PROBLEMS TO WORK ON
1) In the review of The Wolverine, which actress plays Yashida's chemist Viper?
2) Write the next part of the review of The Wolverine, picking up right after its last sentence.

SELECTED TEXT
.....

Director: James Mangold
Starring: Hugh Jackman, Will Yun Lee, Rila Fukushima, Svetlana Khodchenkova, Tao Okamoto
There hasn’t been a great X-Men film since 2003. The Last Stand and Origins are unfairly hated but they aren’t in the same league as X-Men and X2. First Class was a good film, very entertaining and the best effects the series has seen so far, but the fact that it was a prequel telling the story that Xavier skimmed over in the first film meant we new what the ending was going to be before it happened. The latest film in the series is The Wolverine which is disappointing in moments but not in others and it’s claim as an X-Men film is fairly dubious.
Yukio (Rila Fukushima) is employed by dying Japanese World War 2 veteran Master Yashida (Haruhiko Yamanouchi) to find his saviour, Logan/The Wolverine (Hugh Jackman), from the Nagasaki bomb. Logan is brought to Japan to find that Yashida wants to remove Logan’s immortality. When he refuses, Yashida’s chemist Viper (Svetlana Khodchenkova) takes it by force and Logan finds himself as vulnerable as anyone else. He and Yashida’s daughter Mariko (Tao Okamoto) find themselves on the run from the Yakuza clan.

.....

INFORMATION SUPPLIED
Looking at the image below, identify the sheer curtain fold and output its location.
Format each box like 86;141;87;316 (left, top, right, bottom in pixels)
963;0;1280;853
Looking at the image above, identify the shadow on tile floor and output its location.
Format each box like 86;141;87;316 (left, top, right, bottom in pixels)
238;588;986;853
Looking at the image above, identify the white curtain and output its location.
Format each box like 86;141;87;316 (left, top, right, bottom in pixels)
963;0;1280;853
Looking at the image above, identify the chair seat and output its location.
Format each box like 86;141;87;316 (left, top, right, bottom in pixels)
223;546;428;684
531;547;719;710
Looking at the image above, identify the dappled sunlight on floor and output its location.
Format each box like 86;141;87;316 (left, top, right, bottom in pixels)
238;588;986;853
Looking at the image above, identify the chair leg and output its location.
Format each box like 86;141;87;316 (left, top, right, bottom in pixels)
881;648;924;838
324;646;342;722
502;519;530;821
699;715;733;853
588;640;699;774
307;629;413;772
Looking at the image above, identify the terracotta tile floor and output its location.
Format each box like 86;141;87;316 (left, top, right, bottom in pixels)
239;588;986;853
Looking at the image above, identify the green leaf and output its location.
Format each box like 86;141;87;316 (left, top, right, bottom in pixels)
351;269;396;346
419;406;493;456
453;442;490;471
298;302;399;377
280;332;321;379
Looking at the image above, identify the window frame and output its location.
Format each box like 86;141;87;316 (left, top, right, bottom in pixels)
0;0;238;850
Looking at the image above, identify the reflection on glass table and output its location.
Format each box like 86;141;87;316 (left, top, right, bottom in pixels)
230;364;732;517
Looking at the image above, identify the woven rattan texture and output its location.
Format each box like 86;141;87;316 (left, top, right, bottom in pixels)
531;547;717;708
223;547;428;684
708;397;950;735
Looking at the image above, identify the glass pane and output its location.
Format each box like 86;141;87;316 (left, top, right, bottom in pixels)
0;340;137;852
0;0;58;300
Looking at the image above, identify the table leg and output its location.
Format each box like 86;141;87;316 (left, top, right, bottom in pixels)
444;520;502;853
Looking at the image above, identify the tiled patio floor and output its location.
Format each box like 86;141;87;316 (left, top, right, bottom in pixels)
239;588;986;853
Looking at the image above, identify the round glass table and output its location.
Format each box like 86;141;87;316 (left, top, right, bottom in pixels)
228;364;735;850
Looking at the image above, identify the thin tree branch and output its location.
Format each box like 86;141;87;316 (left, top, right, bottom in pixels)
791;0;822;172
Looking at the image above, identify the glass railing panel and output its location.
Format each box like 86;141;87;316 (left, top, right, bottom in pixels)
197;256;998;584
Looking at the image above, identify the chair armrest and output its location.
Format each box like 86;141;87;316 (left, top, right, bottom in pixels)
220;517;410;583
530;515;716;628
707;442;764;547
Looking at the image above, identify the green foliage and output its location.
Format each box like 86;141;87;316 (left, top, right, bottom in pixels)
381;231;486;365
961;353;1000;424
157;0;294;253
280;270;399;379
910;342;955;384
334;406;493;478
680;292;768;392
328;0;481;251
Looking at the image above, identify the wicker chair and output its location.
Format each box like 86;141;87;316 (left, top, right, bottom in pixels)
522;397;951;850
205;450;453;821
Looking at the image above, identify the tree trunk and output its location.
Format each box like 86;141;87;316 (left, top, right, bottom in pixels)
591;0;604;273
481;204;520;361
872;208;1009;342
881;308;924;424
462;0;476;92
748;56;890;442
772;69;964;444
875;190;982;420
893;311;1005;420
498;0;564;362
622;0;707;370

.....

RESPONSES BY TASK
1) Svetlana Khodchenkova

2)
I do need to get one thing clear that director James Mangold completely forgot while promoting the film. This is not an X-Men film! This a spin-off for Wolverine to have his own adventure. Origins is still part of the series because it explains the story of Cyclops joining forces with Professor X as well. This film doesn’t even have X-Men in the title.
Another of this films many faults is it’s supposed grounded story. It’s trying to copy The Dark Knight by making it “realistic” which just doesn’t work. It works for Batman because it would be quite easy for a multimillionaire such as Bruce Wayne to get in a bulletproof suit and go out at night to fight crime. The villains are, no matter if they use chemical, gases etc to make themselves stronger, are terrorists at their heart. This just doesn’t work for a film about an angry Canadian with rapid healing abilities. Marvel’s The Amazing Spiderman tried the realism out but it just doesn’t work for fantasy based characters. If any DC film should be of inspiration here it’s not The Dark Knight, not that TDK isn’t brilliant, but Man of Steel which revelled in it’s fantasy yet still brought in very human elements. People with telepathy, telekinesis or lazer eyes aren’t realistic and aren’t going to be.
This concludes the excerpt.